= The problem =
Retype every line from the top of the entries down to the one with "Target: foliage", both included, and skip the pictures.

···

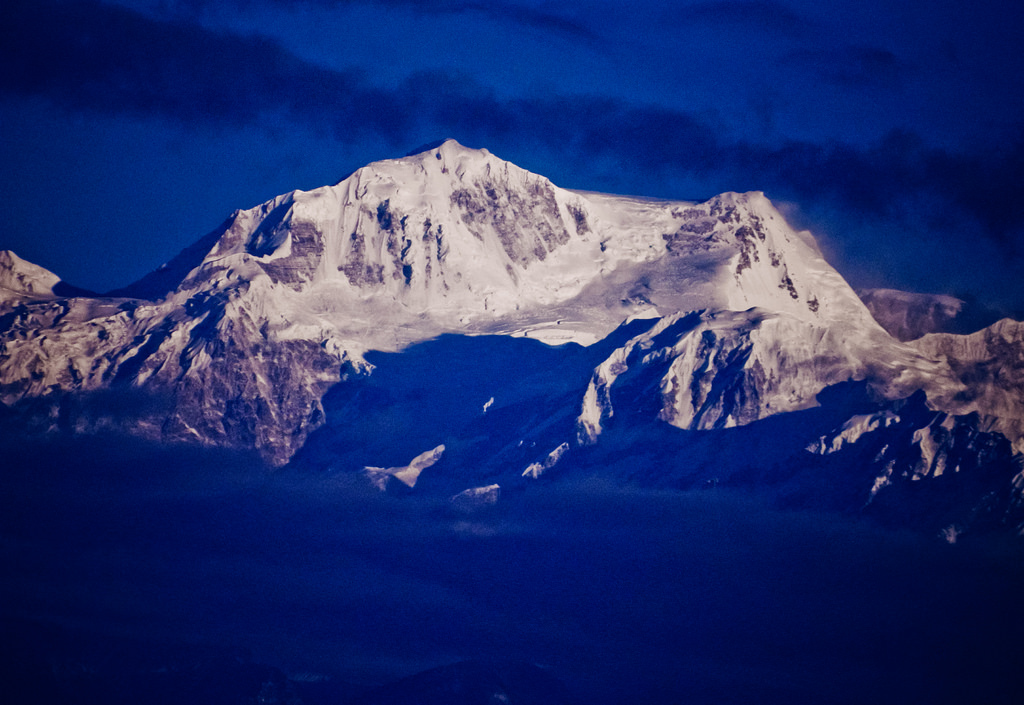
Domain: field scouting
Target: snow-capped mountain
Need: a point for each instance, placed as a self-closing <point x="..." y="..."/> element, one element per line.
<point x="736" y="318"/>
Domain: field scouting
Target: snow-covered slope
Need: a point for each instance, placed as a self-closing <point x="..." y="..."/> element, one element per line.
<point x="285" y="300"/>
<point x="24" y="281"/>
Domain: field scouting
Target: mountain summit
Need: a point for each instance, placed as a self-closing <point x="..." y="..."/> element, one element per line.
<point x="736" y="317"/>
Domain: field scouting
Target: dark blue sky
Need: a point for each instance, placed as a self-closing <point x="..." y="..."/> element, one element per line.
<point x="893" y="129"/>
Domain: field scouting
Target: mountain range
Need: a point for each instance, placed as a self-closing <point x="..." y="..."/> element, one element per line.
<point x="449" y="322"/>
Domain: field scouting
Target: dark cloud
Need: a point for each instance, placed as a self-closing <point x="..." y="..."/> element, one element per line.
<point x="850" y="67"/>
<point x="114" y="60"/>
<point x="756" y="14"/>
<point x="501" y="11"/>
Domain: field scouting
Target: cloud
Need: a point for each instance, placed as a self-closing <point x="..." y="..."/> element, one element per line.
<point x="850" y="67"/>
<point x="760" y="15"/>
<point x="97" y="57"/>
<point x="517" y="13"/>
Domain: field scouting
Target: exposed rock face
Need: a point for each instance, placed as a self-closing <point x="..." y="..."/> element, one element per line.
<point x="909" y="316"/>
<point x="237" y="341"/>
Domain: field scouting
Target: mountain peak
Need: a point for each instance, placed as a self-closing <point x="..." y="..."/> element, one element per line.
<point x="20" y="279"/>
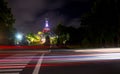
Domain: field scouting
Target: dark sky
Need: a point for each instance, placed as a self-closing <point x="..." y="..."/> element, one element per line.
<point x="30" y="14"/>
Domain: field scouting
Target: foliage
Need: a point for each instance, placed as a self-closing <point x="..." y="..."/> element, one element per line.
<point x="33" y="39"/>
<point x="101" y="23"/>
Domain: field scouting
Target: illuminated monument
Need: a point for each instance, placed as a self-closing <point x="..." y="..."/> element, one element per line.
<point x="46" y="29"/>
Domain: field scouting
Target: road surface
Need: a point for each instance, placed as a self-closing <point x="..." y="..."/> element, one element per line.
<point x="60" y="61"/>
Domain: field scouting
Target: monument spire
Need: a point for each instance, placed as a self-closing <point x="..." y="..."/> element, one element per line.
<point x="46" y="28"/>
<point x="46" y="22"/>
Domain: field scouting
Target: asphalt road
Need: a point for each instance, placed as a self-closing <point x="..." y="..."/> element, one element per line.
<point x="60" y="61"/>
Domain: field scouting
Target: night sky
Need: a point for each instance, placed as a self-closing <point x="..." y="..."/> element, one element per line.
<point x="30" y="14"/>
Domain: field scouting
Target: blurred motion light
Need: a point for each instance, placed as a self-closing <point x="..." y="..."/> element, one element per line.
<point x="19" y="36"/>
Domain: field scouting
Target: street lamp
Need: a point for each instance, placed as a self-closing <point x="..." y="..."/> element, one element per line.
<point x="19" y="38"/>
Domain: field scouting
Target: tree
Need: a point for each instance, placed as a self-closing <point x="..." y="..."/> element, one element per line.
<point x="6" y="23"/>
<point x="101" y="23"/>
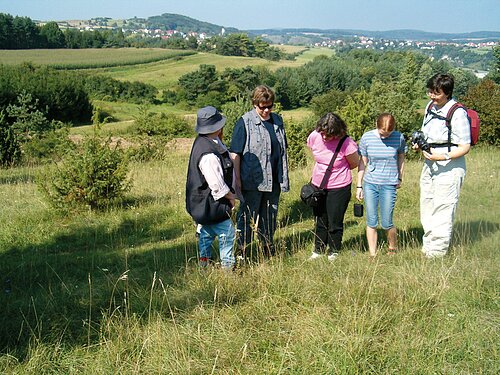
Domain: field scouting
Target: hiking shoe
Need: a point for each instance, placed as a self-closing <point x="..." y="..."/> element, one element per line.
<point x="332" y="256"/>
<point x="314" y="255"/>
<point x="204" y="262"/>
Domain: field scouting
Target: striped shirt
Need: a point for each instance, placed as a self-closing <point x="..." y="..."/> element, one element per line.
<point x="382" y="154"/>
<point x="436" y="130"/>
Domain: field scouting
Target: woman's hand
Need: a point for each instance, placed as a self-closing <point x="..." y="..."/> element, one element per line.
<point x="359" y="193"/>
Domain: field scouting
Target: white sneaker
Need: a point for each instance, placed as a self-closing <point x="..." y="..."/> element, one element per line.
<point x="332" y="256"/>
<point x="315" y="255"/>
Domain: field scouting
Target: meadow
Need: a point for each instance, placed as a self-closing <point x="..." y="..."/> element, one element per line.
<point x="120" y="291"/>
<point x="90" y="57"/>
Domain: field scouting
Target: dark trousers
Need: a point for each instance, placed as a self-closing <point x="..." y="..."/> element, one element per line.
<point x="329" y="219"/>
<point x="258" y="209"/>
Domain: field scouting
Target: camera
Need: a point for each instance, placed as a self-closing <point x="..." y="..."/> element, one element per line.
<point x="418" y="138"/>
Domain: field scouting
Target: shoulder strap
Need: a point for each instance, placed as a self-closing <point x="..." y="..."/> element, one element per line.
<point x="328" y="171"/>
<point x="451" y="111"/>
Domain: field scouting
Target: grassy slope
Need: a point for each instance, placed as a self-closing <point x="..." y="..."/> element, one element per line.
<point x="120" y="291"/>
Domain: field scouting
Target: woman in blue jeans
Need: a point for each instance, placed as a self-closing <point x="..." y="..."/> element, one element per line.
<point x="380" y="174"/>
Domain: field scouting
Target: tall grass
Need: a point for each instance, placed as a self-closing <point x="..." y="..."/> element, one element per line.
<point x="120" y="292"/>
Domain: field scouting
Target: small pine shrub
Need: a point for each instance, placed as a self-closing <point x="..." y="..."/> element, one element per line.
<point x="10" y="147"/>
<point x="93" y="175"/>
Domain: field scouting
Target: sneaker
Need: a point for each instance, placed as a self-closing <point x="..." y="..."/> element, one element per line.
<point x="314" y="255"/>
<point x="434" y="255"/>
<point x="204" y="262"/>
<point x="332" y="256"/>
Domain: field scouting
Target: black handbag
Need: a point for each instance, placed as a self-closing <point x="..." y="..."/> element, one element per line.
<point x="312" y="195"/>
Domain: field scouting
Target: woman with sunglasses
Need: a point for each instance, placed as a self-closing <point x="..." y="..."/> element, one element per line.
<point x="329" y="216"/>
<point x="259" y="152"/>
<point x="443" y="172"/>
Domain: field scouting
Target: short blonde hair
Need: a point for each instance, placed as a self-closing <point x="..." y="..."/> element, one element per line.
<point x="386" y="121"/>
<point x="262" y="94"/>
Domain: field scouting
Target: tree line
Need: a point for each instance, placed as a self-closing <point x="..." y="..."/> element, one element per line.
<point x="358" y="85"/>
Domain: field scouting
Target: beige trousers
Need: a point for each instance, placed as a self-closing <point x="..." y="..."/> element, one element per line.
<point x="440" y="184"/>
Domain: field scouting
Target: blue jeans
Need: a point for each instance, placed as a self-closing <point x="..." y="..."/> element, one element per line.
<point x="383" y="196"/>
<point x="261" y="208"/>
<point x="226" y="234"/>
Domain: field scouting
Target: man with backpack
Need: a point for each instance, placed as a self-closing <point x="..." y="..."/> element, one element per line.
<point x="444" y="169"/>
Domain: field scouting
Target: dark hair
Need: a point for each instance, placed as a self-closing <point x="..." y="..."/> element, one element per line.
<point x="332" y="125"/>
<point x="262" y="94"/>
<point x="443" y="82"/>
<point x="386" y="121"/>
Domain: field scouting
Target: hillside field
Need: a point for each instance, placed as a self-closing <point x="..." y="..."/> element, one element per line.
<point x="120" y="291"/>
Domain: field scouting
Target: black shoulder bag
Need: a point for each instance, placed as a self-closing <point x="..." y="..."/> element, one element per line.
<point x="313" y="195"/>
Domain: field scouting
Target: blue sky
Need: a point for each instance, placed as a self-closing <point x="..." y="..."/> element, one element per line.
<point x="449" y="16"/>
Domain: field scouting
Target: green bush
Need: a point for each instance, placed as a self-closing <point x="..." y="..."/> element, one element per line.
<point x="161" y="124"/>
<point x="49" y="146"/>
<point x="150" y="148"/>
<point x="297" y="133"/>
<point x="10" y="147"/>
<point x="93" y="175"/>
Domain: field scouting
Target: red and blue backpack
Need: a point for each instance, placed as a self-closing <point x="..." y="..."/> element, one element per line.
<point x="472" y="116"/>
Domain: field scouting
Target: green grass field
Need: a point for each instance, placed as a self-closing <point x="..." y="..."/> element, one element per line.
<point x="120" y="291"/>
<point x="90" y="57"/>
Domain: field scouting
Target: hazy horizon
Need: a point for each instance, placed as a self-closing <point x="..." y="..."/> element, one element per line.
<point x="446" y="16"/>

···

= Task solution =
Domain: field scouting
Target: snow-capped mountain
Need: a point for each instance, placed as a self-closing <point x="..." y="..."/> element, one element per line.
<point x="736" y="318"/>
Domain: field scouting
Target: snow-covered slope
Need: a point for each instance, placed as a self-closing <point x="..." y="..."/> element, one element per line.
<point x="285" y="300"/>
<point x="24" y="281"/>
Domain: field scouting
Target: mountain summit
Need: a point for each instance, placed as a self-closing <point x="..." y="..."/> element, one element per line.
<point x="736" y="317"/>
Domain: field scouting
Target: dark blue sky
Need: a point for each instance, placed as a self-closing <point x="..." y="..."/> element, one element per line.
<point x="893" y="129"/>
Domain: field scouting
Target: mountain range
Need: a point for each instance, placed as a self-closing <point x="..." y="..."/> element, one element per line.
<point x="449" y="322"/>
Domain: field scouting
Target: dark cloud
Need: a point for each instance, placed as a self-closing <point x="..." y="..."/> element, one element per line.
<point x="850" y="67"/>
<point x="114" y="60"/>
<point x="756" y="14"/>
<point x="501" y="11"/>
Domain: field scouting
Target: cloud
Need: a point for each instance, placed as a self-closing <point x="..." y="..."/> element, one element per line.
<point x="850" y="67"/>
<point x="760" y="15"/>
<point x="97" y="57"/>
<point x="517" y="13"/>
Domain: field scouting
Target: exposed rock face
Need: a point for each instance, placed as a self-closing <point x="..." y="..."/> element, one element per line.
<point x="909" y="316"/>
<point x="237" y="341"/>
Domain: field scouting
Target: mountain peak
Need: a point for each instance, placed as a self-closing <point x="..." y="..."/> element, one element per line.
<point x="20" y="279"/>
Domain: field scouting
Target: dark sky
Need: a point for each instance, placed as a self-closing <point x="..." y="..."/> element, one element per line.
<point x="30" y="14"/>
Domain: field scouting
Target: foliage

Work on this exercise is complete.